#### [Check your understanding]
**a)** Edit the text on Greece and the Allies, starting at "On 3 November, Vice" and ending at "with French crews.", and write that part again with "lighters" changed to "barges".
**b)** Extend the text on Greece and the Allies, picking up right after its final sentence.

#### [Text shown]

- Opening Delimiter -

Despite Venizelos's moderation, he failed to convince many citizens who, while wary of the King's policies, were equally fearful of Venizelos's perceived ambition of abolishing the dynasty. It was only after the Noemvriana that he pushed for a radical solution to end the stalemate.

== Constantine–Bénazet agreement ==

After the creation of the provisional government in Thessaloniki, negotiations between the Allies and the King intensified. The Allies wanted further demobilization of the Greek army and the removal of military forces from Thessaly to ensure the safety of their troops in Macedonia. The King wanted assurances that the Allies would not officially recognize or support Venizelos's provisional government, and he wanted guarantees that Greece's integrity and neutrality would be respected. After several unproductive negotiations, on 23 October, the King suddenly agreed to some of the demands made by the Allies, including the removal of the Greek army from Thessaly. The King also pledged war materiel and the support of the Greek navy. In exchange, he requested Paul Bénazet, a member of the French parliament who had been authorized to conduct discussions with the King, to keep this agreement secret from the Central Powers.

On 3 November, Vice Admiral Louis Dartige du Fournet, commander-in-chief of the Allied Mediterranean fleet, used the sinking of two Greek merchant ships by a German submarine and the secret agreement to demand the surrender of the docked Greek warships and Allied control over the Salamis naval arsenal. The Greek government yielded, and on 7 November, the partial disarmament of Greek warships began. The Allies towed away 30 lighters. Three weeks later, the French took over the Salamis naval base completely and began using Greek ships with French crews.

- Closing Delimiter -

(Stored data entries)
- Opening Delimiter -

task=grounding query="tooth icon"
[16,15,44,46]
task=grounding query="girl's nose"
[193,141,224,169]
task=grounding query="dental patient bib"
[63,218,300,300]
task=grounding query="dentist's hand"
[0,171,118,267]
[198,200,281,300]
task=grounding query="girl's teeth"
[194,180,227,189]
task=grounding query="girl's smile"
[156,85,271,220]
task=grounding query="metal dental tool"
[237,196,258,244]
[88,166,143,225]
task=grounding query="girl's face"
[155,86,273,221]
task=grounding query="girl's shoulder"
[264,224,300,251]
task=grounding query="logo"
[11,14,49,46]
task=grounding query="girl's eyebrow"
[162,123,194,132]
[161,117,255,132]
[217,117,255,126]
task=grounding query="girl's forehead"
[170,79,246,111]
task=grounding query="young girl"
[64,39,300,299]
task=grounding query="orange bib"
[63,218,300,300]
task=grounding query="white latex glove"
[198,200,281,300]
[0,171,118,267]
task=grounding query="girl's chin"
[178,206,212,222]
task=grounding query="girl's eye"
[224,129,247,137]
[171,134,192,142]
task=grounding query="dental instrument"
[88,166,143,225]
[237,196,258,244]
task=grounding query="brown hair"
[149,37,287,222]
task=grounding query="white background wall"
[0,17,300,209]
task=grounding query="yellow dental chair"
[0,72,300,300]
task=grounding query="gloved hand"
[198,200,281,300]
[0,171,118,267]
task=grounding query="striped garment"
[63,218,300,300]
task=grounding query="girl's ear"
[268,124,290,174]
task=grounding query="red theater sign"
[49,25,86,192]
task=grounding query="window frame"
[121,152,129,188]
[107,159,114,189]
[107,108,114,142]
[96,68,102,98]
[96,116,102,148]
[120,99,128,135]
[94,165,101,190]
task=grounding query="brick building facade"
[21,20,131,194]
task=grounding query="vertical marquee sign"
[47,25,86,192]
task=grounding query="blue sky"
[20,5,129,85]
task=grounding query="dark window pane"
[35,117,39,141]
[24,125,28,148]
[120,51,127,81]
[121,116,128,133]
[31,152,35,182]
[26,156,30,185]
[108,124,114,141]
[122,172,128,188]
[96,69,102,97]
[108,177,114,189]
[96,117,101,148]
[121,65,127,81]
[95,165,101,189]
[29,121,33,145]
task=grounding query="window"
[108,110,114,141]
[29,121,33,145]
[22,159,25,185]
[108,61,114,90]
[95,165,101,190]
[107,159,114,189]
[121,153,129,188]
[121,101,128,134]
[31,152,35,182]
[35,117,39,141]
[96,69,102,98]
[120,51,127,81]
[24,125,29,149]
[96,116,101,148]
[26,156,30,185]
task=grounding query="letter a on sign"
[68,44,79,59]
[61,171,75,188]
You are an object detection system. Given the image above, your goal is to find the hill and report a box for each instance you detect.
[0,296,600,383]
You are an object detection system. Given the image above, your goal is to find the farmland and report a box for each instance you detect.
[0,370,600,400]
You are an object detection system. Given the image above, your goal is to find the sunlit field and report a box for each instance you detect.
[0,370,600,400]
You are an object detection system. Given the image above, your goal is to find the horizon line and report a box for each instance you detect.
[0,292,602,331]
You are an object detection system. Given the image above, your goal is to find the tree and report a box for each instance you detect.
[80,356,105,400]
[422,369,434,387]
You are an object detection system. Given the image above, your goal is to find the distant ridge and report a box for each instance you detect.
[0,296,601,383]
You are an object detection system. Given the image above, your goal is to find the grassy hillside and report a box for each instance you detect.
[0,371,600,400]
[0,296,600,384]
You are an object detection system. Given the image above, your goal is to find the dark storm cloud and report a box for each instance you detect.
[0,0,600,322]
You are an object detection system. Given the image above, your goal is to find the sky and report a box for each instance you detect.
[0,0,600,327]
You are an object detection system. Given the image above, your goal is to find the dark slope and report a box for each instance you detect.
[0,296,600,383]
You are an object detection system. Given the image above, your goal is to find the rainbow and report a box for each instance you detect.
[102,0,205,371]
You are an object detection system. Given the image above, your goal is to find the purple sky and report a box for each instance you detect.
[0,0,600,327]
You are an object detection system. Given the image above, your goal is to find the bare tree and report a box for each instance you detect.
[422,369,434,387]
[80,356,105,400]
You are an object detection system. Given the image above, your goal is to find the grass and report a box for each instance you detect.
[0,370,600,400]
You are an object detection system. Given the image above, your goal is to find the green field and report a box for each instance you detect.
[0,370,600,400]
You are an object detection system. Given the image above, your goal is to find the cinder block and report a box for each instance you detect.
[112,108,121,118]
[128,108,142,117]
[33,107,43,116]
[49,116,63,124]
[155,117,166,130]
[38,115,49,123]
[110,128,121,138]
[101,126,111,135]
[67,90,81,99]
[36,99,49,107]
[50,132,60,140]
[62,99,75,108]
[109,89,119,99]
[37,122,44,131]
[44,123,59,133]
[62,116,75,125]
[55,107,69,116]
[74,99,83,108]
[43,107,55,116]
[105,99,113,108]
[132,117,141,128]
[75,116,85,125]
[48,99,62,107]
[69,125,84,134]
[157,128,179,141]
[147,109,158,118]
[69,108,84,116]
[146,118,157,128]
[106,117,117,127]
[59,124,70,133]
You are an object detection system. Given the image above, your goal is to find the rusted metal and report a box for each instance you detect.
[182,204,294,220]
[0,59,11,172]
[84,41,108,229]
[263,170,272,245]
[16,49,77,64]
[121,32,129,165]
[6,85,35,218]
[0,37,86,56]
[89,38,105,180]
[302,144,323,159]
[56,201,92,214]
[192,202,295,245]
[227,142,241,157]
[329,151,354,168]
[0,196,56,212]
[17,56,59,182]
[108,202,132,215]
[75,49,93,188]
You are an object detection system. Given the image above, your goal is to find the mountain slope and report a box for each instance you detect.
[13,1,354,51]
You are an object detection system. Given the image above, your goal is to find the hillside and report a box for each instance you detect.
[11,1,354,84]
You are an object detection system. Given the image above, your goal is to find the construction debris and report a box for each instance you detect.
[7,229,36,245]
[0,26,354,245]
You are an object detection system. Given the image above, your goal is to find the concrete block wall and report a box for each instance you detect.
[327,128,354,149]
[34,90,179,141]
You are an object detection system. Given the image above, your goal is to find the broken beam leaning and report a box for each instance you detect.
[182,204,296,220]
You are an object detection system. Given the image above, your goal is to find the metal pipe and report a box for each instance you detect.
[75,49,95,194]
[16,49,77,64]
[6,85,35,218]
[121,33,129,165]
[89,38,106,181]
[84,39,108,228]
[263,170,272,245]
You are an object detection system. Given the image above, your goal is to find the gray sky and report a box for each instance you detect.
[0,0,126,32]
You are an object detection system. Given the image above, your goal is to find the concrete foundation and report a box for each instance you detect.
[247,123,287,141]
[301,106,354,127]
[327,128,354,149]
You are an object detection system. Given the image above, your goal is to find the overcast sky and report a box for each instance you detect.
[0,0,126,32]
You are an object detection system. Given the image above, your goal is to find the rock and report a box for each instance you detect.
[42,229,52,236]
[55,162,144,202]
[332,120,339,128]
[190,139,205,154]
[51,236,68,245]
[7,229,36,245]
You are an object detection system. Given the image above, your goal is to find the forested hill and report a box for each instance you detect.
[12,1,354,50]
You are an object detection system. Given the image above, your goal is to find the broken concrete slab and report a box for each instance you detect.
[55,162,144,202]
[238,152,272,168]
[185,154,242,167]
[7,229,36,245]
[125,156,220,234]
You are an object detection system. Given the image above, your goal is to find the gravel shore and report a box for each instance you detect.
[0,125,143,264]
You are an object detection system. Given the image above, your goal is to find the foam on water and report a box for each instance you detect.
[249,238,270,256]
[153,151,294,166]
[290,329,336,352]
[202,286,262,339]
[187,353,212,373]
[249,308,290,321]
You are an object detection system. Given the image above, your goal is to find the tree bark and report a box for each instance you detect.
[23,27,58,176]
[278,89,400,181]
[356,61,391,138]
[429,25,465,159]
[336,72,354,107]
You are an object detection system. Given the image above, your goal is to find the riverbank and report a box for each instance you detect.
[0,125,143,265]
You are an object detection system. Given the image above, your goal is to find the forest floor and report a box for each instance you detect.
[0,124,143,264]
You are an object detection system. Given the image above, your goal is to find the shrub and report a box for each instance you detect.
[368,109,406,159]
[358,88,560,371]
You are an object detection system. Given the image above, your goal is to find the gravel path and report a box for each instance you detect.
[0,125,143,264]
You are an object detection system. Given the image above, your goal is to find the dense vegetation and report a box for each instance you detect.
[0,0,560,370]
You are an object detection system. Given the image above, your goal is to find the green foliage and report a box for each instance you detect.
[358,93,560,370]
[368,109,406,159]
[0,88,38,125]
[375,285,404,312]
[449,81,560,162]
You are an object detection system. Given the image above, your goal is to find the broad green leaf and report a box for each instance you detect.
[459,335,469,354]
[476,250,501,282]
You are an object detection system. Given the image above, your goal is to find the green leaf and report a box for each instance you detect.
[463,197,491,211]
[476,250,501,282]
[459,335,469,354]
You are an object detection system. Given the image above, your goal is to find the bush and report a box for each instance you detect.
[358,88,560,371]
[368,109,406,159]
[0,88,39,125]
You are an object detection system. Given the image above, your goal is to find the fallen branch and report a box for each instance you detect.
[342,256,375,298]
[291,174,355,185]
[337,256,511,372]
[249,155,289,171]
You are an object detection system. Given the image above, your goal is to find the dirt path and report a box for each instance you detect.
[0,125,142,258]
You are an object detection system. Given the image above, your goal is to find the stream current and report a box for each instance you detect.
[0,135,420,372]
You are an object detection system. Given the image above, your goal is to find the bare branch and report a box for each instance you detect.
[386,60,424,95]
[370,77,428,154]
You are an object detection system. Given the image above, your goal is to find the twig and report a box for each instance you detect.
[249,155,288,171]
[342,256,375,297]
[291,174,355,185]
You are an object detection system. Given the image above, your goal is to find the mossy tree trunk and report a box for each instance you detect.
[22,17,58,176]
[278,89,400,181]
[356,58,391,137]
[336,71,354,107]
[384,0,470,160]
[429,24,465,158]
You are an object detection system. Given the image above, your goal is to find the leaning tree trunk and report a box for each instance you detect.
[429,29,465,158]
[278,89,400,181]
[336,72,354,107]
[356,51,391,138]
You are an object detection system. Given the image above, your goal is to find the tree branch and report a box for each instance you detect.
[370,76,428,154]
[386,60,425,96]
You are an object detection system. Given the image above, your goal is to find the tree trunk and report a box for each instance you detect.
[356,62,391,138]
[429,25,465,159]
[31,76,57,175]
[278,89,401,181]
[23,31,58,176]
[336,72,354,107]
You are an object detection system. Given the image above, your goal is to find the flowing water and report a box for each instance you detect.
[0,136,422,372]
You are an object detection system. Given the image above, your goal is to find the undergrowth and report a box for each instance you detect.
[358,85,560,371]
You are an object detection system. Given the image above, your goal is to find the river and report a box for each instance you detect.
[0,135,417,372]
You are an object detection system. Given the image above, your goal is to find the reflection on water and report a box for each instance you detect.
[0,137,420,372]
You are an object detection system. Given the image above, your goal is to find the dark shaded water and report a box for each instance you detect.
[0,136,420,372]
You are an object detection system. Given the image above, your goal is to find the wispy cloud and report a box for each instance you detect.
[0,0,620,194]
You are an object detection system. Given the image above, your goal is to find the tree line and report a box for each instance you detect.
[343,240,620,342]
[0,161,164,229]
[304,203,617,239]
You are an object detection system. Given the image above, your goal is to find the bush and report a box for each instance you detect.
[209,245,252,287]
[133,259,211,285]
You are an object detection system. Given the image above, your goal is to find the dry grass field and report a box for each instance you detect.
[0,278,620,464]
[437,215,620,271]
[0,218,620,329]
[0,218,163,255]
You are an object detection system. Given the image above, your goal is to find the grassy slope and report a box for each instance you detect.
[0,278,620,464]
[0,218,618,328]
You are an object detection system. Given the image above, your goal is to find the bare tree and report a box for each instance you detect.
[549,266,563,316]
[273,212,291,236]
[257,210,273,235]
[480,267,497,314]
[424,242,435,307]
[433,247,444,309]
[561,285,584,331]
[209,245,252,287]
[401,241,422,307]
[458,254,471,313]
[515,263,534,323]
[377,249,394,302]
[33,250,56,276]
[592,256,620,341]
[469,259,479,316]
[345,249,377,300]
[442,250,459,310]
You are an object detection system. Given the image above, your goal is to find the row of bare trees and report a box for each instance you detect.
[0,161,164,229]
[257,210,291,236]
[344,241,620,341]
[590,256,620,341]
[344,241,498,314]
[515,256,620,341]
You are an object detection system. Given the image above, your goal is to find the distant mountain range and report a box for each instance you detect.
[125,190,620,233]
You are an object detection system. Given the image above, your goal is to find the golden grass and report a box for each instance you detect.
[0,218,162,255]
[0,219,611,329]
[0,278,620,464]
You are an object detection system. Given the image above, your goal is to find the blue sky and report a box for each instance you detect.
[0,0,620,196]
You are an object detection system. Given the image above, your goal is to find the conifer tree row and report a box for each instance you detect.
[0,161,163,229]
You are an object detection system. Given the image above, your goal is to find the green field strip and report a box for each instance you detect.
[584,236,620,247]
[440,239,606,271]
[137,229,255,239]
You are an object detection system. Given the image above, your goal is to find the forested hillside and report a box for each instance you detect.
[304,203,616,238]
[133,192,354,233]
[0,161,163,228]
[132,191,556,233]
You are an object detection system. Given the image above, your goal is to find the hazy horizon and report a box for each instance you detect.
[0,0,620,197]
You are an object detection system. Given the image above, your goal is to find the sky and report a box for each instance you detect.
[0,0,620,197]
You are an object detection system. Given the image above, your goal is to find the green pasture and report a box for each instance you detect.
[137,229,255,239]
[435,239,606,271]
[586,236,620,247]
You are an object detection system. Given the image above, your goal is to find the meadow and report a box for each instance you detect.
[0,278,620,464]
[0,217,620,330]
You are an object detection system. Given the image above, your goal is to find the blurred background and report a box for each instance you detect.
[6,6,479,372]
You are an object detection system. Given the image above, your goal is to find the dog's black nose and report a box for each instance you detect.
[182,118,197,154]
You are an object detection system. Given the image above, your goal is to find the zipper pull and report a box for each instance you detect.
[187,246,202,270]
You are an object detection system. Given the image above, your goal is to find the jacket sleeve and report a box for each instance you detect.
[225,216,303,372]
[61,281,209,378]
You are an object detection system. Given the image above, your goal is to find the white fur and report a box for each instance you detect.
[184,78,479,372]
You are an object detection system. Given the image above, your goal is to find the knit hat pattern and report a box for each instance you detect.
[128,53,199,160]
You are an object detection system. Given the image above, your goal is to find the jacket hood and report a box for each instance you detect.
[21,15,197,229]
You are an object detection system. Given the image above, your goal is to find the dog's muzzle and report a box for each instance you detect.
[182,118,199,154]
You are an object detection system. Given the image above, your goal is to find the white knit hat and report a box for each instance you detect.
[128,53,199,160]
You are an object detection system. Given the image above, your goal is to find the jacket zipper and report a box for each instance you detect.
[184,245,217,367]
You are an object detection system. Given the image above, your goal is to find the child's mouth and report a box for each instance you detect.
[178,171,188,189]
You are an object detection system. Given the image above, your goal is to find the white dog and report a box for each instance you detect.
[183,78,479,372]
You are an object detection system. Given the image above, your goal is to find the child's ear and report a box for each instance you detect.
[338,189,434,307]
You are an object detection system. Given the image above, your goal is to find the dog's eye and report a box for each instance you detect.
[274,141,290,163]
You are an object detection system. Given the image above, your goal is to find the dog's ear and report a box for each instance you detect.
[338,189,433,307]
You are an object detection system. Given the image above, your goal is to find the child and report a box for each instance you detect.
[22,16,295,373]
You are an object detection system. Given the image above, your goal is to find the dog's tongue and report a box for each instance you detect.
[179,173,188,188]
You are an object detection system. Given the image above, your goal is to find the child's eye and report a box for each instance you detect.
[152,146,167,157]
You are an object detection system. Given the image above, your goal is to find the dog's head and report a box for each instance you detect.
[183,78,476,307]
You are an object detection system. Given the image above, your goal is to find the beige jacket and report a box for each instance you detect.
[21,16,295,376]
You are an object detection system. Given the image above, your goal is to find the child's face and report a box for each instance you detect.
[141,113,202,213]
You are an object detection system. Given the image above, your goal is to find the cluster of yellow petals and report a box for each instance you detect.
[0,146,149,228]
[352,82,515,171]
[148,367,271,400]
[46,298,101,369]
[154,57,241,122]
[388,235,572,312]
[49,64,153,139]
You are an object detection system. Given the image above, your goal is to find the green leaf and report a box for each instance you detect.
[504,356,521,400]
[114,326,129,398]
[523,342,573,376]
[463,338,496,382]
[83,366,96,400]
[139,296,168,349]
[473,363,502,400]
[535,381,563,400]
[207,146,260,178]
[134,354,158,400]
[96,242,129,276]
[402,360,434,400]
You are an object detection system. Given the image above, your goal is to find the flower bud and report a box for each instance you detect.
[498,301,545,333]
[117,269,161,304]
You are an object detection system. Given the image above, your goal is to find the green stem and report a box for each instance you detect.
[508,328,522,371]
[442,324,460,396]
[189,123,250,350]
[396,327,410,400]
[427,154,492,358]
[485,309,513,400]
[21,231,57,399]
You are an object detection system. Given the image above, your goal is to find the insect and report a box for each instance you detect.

- Closing Delimiter -

#### [Answers given]
**a)**
On 3 November, Vice Admiral Louis Dartige du Fournet, commander-in-chief of the Allied Mediterranean fleet, used the sinking of two Greek merchant ships by a German submarine and the secret agreement to demand the surrender of the docked Greek warships and Allied control over the Salamis naval arsenal. The Greek government yielded, and on 7 November, the partial disarmament of Greek warships began. The Allies towed away 30 barges. Three weeks later, the French took over the Salamis naval base completely and began using Greek ships with French crews.

**b)**
The Constantine–Bénazet agreement was short-lived due to Venizelos's military plans and pressure exerted by the military in Athens, led by the King, regarding the forced Greek disarmament. The army of the Provisional Government of National Defence confronted the royalist army at Katerini. This action at Katerini was met with some disapproval among the Allied circles and Venizelos's own associates in Athens. Answering these criticisms, he wrote:

I am certainly very sorry that our advance to Katerini has caused displeasure among the foreigners [the Allies] and criticism among our friends there. But our friends should allow me to say that they are suffering from incurable conservatism, which, had it influenced us, would have rapidly succeeded in stifling our movement due to lack of life. For the foreigners, whose friendly feelings I do not doubt, it is natural to think only of their own difficulties and to ignore ours.

The Venizelist advance was not an attempt to undermine the King's pact with Bénazet since it had been planned long before that. The failure of the secret agreement was caused by subversive activities (such as infiltration to incite desertions, justifying the arrests of Venizelists) within segments of the royalist government in Athens to paralyze and disrupt the Thessaloniki provisional government.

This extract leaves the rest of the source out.